_Extracted text_
How To Add Search To IBM Watson Assistant Using Watson Discovery

How To Add Search To IBM Watson Assistant Using Watson Discovery

When Existing Dialog States Are Not Sufficient


Amongst others, there has been two general notions within the chatbot framework ecosystem.

The first is the deprecation of intents. There are four emerging approaches to the deprecation of intents.

An Example IBM Watson Assistant Search Skill integrated to Watson Discovery.

The second is the deprecation of the state machine. This is necessary to introduce a more flexible conversational flow. The leader in this space is currently Rasa.But there is another way to introduce more flexibility to a state machine driven dialog management environment; where all conversational paths and responses are pre-define‚Ķ

This is by introducing a feature where, if there is no intent detected with a high confidence, the dialog can default to search a knowledge base and respond with the result.

This is not something unique to any chatbot framework. NVIDIA Jarvis, which was released recently has integration examples to Wikipedia to serve as a knowledge base which can be searched. Other platforms like MindMeld, Rasa, Microsoft and more make provision for such functionality. Obviously these systems vary in complexity and implementation steps.

In this story we are taking a look at the ease with which IBM Watson Assistant can be integrated with Watson Discovery. Allowing for a search skill.

Starting In Watson Assistant

The basic architecture of Watson Assistant consists of two main parts; skills and an assistant.

The basic components of Watson Assistant.
  • The assistant can integrate to various mediums; Facebook, Slack, Twitter etc.
  • The assistant also house the different skills.
  • An assistant can have a single or multiple skills.

You can also think of skills as different elements representing different parts of an organization.

Watson Assistant make provision for three types of skills:

For this story we are going to make use of a single Assistant and with a single Skill, which will be a search skill. In the image below you can see that an empty skill named Test is displayed. The three available types of Skills are presented to select.

Here we can opt for the Search skill, and click on Add search skill.

An Assistant is defined and selected, but no skill is attached to it.

From here, name the search skill something descriptive and add an optional description.

Naming the newly created search skill and adding a description

Here we have our assistant, with a Search Skill defined. When used in parallel within the same assistant, the three skill types can really compliment each-other.

The Assistant named Test with the search skill now created.

Choose the Discovery instance to connect to from the dropdown. I only have one instance available, named Discovery-s5 as seen below.

Choosing from a dropdown the discovery instance to connect to.

Now comes the time to create your new collection within Discovery. I named this discovery collection Computer Terms and the reference document language needs to specified. Obviously provision is made for all the major languages. Should you have a requirement for a niche language or vernacular, this will be an impediment.

Name your collection and select the language of the documents.

The link between between Watson Assistant & Discovery is really seamless which is very convenient; not having navigation overhead around the IBM Cloud environment.

Moving on to Discovery…

Data Preparation in IBM Watson Discovery

For this demonstration I did not perform any document annotation. You can refer back to a previous story for the annotation process. The annotation of data is crucial in having accurate results. This is a manual process, but is simplified by the predictive annotation.

This is a Machine Learning model, which in real-time, learns from your manual annotation and propagates this forward in the document. You will find yourself going from annotating, to review, to just skipping through the pages.

_Saved entries_
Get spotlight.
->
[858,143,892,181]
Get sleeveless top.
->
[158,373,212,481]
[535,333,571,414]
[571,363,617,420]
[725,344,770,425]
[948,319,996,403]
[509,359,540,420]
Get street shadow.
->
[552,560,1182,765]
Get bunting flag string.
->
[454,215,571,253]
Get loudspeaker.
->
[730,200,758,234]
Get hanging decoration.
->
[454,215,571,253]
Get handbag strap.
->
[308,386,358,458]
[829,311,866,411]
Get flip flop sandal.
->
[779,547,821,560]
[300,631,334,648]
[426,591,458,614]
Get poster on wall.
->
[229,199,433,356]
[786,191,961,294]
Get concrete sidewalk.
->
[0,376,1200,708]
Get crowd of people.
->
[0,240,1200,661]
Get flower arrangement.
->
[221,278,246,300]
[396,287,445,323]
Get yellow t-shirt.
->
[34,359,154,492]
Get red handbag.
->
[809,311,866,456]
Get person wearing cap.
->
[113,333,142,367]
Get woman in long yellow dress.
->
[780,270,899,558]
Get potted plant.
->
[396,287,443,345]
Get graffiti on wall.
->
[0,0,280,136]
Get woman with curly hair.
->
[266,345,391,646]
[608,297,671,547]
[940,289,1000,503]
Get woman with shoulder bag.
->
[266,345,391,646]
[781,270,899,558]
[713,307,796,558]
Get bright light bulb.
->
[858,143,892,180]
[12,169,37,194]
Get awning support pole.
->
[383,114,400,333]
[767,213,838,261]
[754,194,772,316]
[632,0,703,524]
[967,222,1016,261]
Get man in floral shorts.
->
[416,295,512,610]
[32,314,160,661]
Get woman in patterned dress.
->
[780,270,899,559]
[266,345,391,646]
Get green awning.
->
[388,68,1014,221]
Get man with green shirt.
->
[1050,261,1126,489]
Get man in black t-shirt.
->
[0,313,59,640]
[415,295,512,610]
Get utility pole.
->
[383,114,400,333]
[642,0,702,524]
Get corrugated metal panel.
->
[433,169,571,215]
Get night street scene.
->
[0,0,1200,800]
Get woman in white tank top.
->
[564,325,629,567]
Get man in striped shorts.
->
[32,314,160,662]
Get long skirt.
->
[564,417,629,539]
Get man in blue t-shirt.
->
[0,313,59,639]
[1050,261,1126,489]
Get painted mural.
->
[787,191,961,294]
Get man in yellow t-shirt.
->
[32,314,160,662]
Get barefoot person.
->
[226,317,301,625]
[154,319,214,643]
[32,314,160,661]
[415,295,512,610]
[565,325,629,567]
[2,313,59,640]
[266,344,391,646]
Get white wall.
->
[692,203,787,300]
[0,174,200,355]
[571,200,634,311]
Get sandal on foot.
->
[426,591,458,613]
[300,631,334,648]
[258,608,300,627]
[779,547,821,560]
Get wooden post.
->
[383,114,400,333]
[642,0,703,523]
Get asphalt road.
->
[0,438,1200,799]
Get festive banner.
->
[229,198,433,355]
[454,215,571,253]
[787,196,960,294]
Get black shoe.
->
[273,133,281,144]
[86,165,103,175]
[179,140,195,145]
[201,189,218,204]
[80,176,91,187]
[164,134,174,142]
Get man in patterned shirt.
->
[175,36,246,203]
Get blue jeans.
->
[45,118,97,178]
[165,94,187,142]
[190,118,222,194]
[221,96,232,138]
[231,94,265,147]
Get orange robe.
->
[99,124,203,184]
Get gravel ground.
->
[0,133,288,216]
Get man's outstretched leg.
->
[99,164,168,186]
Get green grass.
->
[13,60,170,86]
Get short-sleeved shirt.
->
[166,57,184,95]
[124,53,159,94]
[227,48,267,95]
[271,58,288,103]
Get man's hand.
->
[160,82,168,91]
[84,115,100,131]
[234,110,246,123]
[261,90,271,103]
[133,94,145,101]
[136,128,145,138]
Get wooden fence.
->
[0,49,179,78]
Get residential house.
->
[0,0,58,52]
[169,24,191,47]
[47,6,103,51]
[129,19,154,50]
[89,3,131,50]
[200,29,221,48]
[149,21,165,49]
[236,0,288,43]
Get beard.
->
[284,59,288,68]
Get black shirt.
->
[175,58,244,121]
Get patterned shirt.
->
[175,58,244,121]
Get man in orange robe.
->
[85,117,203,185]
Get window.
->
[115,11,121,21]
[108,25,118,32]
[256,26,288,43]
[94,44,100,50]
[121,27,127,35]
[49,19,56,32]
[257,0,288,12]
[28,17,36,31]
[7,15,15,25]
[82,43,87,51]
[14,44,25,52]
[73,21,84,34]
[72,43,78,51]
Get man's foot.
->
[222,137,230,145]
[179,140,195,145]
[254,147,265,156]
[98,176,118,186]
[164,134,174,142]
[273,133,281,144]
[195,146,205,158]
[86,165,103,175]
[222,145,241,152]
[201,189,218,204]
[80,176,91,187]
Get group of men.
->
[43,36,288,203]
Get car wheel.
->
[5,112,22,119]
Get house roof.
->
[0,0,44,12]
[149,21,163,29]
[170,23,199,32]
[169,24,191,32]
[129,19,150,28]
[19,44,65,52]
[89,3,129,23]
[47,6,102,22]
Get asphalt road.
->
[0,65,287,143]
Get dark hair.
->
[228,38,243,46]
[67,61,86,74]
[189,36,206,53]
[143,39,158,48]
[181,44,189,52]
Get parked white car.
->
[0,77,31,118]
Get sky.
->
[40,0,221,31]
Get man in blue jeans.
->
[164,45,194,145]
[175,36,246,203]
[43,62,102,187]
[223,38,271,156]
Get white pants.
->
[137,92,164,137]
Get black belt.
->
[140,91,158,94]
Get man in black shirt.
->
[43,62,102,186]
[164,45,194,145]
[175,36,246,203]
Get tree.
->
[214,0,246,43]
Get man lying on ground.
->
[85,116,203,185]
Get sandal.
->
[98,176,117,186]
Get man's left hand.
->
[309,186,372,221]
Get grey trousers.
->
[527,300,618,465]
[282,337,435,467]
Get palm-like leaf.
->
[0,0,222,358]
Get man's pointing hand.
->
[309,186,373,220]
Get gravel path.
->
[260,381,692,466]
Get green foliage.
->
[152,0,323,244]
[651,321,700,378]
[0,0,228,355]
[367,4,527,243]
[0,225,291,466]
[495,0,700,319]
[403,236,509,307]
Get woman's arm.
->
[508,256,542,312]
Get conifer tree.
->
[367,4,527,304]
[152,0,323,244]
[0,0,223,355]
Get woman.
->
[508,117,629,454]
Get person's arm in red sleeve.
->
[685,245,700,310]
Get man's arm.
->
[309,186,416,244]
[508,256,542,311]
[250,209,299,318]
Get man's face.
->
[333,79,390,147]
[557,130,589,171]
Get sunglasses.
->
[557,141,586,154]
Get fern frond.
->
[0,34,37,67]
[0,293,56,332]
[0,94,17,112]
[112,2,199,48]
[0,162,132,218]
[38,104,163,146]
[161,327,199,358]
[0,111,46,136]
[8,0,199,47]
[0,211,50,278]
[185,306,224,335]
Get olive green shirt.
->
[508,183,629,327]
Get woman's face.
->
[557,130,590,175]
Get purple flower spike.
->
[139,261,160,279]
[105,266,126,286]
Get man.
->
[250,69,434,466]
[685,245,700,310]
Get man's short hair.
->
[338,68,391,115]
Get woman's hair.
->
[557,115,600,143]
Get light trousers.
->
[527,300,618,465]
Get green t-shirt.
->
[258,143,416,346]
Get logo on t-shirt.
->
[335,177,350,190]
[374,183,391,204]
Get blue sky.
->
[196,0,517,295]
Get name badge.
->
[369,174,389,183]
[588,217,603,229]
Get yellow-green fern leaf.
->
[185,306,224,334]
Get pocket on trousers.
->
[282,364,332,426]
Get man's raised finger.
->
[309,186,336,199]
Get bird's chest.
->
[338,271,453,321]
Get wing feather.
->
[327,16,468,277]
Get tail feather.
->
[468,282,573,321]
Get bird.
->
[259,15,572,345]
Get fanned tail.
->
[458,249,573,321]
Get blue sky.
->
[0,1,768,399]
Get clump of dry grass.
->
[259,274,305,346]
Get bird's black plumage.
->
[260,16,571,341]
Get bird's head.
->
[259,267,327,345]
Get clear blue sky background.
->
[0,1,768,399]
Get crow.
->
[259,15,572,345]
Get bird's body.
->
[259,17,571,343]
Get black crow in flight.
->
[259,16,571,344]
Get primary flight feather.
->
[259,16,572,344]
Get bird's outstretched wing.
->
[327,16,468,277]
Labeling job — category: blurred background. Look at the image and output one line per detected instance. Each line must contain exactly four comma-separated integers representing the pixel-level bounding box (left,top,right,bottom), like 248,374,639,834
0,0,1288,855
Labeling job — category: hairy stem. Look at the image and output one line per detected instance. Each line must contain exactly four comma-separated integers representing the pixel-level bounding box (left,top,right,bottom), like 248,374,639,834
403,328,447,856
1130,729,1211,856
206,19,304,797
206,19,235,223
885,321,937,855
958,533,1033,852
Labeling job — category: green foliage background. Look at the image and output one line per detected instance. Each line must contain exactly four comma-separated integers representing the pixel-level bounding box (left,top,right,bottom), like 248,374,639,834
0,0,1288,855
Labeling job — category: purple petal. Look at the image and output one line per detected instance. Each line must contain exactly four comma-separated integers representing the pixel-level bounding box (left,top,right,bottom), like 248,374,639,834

_What to do_
In the page on adding search to IBM Watson Assistant, what name was given to the new Discovery collection?

_Result of the task_
Computer Terms